> Activity
Nothing but the data below, returned exactly, should appear in the answer.

> Extracted entries
§

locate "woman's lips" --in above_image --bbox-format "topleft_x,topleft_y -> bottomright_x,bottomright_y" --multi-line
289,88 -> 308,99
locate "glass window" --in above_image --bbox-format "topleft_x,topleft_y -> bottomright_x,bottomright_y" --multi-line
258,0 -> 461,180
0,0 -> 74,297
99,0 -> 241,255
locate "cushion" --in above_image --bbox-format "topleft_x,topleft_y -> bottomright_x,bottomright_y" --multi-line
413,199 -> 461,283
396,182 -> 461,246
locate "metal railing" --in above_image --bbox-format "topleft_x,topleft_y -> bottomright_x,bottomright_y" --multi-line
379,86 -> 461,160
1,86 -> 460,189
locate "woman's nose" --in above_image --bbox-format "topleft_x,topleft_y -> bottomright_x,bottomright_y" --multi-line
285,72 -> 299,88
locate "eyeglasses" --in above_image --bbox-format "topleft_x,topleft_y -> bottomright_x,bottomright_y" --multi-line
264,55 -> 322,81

§

> Answer to the exercise
locate "woman's lips" --in above_image --bbox-format "topleft_x,topleft_y -> bottomright_x,bottomright_y" --multi-line
289,88 -> 308,99
locate "glass window" --in above_image --bbox-format "topleft_x,topleft_y -> bottomright_x,bottomright_y" --multi-line
258,0 -> 461,180
0,0 -> 74,297
99,0 -> 241,255
locate "cushion" --in above_image --bbox-format "topleft_x,topleft_y -> bottomright_x,bottomright_y" --multi-line
413,199 -> 461,283
396,182 -> 461,246
locate "metal railing" --in above_image --bbox-format "topleft_x,topleft_y -> bottomright_x,bottomright_y" --multi-line
379,86 -> 461,160
1,86 -> 460,189
locate "woman's nose" --in above_image --bbox-format "topleft_x,topleft_y -> bottomright_x,bottomright_y" --multi-line
285,72 -> 299,88
locate "eyeglasses" --in above_image --bbox-format "topleft_x,topleft_y -> bottomright_x,bottomright_y" --multi-line
264,55 -> 322,81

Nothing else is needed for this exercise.